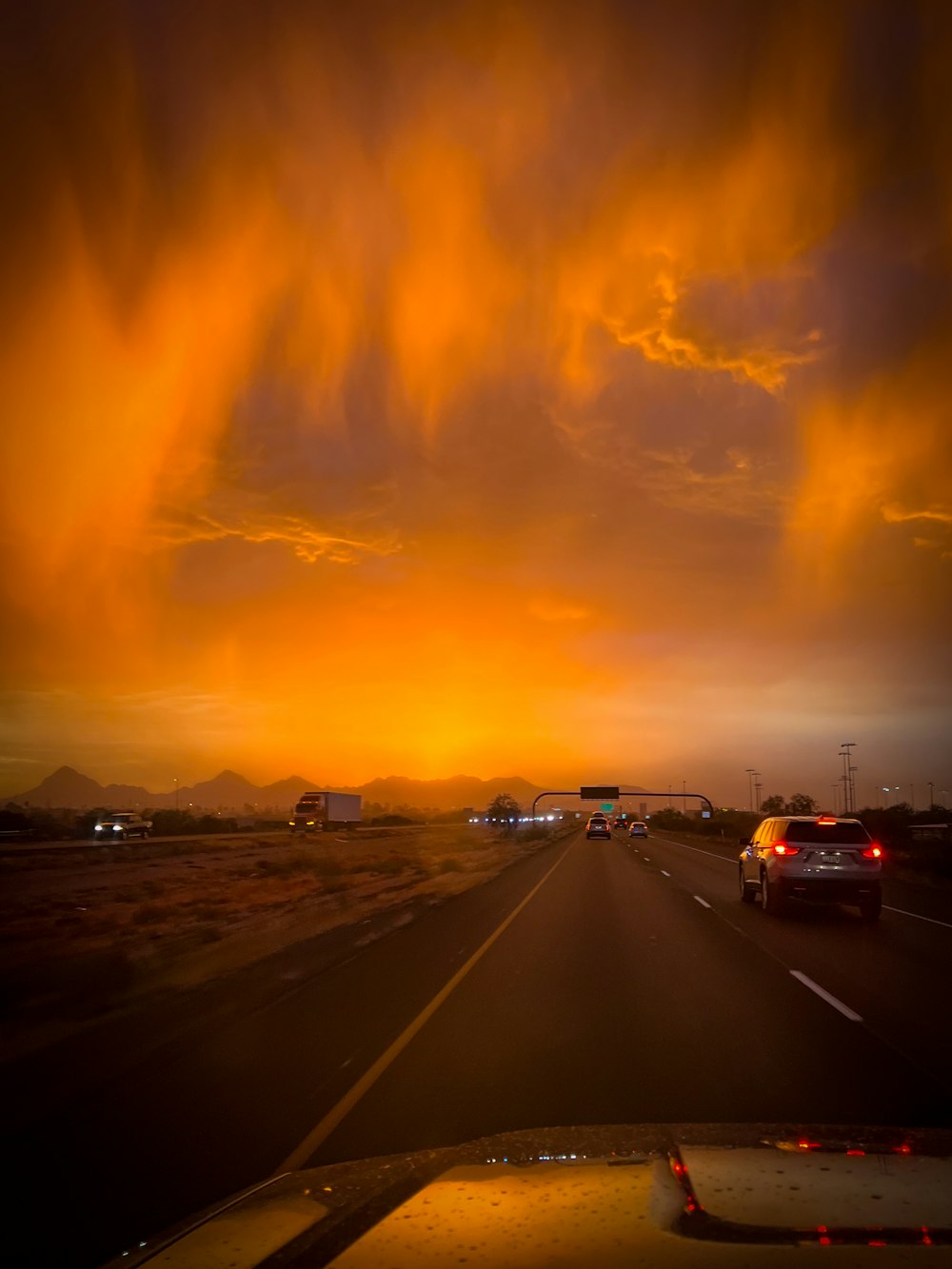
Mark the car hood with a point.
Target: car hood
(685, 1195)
-------------------------
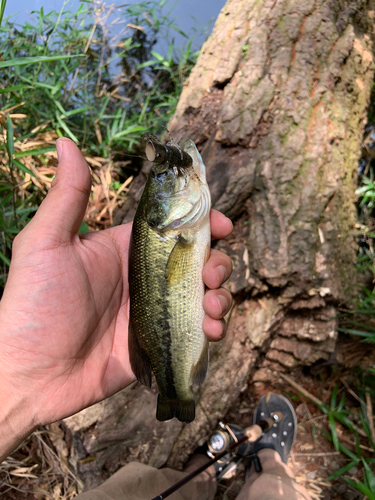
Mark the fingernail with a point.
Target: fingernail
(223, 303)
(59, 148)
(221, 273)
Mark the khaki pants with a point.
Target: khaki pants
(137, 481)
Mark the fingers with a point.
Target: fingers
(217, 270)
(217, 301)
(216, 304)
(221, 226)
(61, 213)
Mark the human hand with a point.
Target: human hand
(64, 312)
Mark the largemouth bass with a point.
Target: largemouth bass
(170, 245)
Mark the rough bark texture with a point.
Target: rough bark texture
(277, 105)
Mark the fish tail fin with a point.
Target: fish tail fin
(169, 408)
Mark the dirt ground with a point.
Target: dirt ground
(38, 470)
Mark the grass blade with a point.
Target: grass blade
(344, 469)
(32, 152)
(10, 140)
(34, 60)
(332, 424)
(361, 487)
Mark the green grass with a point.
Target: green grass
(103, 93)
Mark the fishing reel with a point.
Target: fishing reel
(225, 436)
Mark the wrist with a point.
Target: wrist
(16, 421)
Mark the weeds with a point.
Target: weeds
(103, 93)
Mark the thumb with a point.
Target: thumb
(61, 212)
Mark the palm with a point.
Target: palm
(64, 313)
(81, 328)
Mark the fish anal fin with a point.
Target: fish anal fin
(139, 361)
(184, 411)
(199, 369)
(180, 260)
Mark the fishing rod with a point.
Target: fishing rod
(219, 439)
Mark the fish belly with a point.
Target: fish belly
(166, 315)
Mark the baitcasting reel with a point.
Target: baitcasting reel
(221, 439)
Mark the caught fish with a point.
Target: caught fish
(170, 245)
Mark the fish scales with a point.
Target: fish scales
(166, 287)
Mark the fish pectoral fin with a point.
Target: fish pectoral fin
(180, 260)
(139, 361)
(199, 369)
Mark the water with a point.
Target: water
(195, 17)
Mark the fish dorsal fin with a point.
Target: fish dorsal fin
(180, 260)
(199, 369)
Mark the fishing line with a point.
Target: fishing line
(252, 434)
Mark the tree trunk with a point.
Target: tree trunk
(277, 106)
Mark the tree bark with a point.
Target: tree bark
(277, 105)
-------------------------
List every line of the records above that contains the string "tail".

Mark the fish tail fin with a point.
Target: fish tail fin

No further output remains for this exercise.